◆ STATED GOAL:
Reproduce verbatim the final portion of the material below, from the line containing "TARGET = girl in pink shirt" through its last line, and nothing else.

-- start of TASK MATERIAL --

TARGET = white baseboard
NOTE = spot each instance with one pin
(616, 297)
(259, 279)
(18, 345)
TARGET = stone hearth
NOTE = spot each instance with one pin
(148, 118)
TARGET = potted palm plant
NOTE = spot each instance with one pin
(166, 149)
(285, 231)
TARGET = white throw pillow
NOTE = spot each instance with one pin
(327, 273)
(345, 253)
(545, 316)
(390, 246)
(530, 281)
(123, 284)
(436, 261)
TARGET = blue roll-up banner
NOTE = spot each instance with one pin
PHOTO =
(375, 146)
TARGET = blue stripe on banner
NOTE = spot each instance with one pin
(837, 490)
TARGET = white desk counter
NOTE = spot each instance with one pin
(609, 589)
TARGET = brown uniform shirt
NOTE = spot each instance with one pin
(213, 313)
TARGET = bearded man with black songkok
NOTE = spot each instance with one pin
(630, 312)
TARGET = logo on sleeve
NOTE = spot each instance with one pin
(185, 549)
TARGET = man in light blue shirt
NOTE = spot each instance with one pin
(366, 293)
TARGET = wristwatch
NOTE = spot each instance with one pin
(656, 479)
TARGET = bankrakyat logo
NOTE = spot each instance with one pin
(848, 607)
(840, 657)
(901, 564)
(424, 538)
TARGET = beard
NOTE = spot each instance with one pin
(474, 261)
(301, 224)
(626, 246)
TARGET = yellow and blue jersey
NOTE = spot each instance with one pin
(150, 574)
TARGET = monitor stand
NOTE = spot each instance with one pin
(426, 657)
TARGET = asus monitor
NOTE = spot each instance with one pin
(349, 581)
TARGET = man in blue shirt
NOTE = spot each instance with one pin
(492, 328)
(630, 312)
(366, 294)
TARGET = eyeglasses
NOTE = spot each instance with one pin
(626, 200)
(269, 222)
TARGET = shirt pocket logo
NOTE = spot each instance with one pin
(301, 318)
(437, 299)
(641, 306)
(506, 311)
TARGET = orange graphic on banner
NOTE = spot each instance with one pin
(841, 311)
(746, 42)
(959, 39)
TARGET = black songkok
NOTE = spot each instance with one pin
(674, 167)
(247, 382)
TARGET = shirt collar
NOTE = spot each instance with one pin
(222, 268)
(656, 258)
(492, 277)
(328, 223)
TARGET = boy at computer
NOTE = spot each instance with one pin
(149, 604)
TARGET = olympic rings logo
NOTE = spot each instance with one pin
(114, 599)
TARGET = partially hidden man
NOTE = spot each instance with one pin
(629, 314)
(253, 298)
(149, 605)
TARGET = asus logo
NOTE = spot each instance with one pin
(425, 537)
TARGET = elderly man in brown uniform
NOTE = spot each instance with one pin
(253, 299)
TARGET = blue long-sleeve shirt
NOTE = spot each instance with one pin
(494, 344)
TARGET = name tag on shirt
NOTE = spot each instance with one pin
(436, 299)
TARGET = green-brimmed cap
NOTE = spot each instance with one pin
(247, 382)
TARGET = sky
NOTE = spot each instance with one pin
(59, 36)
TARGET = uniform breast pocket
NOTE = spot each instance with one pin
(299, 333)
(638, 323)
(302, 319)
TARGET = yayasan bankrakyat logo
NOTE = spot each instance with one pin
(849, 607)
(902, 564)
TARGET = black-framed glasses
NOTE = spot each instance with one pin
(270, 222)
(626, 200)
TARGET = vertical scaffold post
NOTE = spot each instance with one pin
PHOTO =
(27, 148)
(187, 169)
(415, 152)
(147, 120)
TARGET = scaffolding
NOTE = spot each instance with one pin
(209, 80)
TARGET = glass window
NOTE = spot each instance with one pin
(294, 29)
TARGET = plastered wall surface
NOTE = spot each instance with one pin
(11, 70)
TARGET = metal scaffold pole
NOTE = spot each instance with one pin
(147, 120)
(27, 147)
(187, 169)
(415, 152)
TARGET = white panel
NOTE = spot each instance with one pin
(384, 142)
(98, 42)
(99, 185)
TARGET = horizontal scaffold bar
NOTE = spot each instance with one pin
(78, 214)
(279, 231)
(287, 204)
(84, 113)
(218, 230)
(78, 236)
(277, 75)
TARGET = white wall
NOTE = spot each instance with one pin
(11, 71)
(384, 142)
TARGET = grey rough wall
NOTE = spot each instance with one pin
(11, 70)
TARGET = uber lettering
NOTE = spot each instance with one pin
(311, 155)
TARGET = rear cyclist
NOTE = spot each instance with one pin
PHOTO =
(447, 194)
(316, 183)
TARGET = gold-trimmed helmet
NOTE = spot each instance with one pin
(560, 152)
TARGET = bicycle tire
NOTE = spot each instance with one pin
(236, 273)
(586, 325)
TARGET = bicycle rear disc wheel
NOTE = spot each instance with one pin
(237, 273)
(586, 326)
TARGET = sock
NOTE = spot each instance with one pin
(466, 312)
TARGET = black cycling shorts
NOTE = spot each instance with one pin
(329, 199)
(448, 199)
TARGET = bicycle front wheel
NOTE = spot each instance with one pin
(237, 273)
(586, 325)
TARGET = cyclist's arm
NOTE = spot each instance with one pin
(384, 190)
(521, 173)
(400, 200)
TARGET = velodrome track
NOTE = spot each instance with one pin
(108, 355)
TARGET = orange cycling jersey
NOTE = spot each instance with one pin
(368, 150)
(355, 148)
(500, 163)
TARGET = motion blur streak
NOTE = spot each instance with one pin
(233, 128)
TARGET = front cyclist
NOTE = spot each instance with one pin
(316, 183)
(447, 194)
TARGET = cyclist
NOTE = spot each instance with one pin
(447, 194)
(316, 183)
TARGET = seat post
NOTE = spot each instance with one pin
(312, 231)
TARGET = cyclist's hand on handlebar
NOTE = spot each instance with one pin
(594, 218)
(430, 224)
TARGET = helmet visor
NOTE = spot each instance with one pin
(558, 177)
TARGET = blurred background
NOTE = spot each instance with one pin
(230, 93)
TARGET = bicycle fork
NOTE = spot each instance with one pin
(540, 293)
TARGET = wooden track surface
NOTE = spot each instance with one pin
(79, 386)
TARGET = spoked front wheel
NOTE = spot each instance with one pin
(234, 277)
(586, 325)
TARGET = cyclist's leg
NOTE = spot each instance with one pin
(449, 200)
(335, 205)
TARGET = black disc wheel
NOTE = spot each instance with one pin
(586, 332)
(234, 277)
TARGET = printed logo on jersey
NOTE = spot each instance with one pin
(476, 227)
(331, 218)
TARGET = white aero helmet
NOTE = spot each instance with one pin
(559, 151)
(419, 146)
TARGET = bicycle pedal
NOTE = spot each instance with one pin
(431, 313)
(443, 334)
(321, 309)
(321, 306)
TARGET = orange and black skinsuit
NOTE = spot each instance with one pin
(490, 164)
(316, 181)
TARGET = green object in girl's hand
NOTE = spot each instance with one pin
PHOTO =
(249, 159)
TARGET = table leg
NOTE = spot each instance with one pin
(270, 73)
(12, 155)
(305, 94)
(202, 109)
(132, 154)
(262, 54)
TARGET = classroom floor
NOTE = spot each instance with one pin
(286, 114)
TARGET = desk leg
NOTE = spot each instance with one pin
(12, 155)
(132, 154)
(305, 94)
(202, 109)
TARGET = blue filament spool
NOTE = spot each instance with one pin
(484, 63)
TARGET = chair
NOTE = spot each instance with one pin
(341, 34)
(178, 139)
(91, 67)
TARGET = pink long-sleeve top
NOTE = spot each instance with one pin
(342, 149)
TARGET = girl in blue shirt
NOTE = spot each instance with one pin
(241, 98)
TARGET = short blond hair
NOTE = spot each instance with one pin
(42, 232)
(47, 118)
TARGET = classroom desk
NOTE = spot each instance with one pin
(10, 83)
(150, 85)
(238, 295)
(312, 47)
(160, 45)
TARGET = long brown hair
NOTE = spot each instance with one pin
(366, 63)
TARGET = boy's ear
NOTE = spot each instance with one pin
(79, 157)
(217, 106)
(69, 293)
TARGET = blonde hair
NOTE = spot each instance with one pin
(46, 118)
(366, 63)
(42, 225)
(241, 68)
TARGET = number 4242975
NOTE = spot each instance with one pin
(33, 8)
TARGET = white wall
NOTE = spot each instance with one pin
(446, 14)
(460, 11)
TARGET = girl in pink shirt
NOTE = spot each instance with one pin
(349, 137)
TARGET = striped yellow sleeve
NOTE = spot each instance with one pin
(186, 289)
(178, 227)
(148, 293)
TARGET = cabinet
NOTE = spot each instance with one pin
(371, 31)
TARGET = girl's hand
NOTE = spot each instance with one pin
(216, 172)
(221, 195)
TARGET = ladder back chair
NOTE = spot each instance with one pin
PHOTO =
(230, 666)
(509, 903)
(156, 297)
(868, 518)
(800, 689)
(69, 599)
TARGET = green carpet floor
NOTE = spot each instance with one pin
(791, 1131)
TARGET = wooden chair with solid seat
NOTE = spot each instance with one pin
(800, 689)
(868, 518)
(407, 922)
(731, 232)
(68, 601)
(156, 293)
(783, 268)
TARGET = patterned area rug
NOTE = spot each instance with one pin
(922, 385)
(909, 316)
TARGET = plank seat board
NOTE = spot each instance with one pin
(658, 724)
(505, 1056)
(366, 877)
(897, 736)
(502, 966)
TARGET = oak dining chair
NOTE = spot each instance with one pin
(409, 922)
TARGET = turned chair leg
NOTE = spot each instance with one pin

-- end of TASK MATERIAL --

◆ FINAL RESULT:
TARGET = girl in pink shirt
NOTE = spot each instance with one pin
(349, 137)
TARGET = striped yellow sleeve
NOTE = spot each instance with one pin
(186, 289)
(178, 227)
(148, 293)
TARGET = cabinet
NOTE = spot each instance with one pin
(371, 31)
TARGET = girl's hand
NOTE = spot each instance with one pin
(216, 172)
(221, 195)
TARGET = ladder back chair
NOTE = spot each instance with one pin
PHOTO =
(230, 666)
(509, 903)
(156, 297)
(868, 518)
(800, 689)
(69, 599)
TARGET = green carpet floor
NOTE = spot each instance with one pin
(791, 1131)
TARGET = wooden chair with solid seat
NOTE = spot each instance with one pin
(800, 689)
(868, 518)
(407, 922)
(731, 232)
(68, 601)
(156, 293)
(783, 268)
TARGET = patterned area rug
NOTE = spot each instance with one pin
(922, 385)
(909, 316)
TARGET = plank seat board
NOTE = spot each instance with one pin
(658, 724)
(505, 1056)
(366, 877)
(897, 736)
(502, 966)
TARGET = oak dining chair
NOTE = spot each instance with one pin
(409, 922)
TARGET = turned chair leg
NOTE = spot each instance with one pin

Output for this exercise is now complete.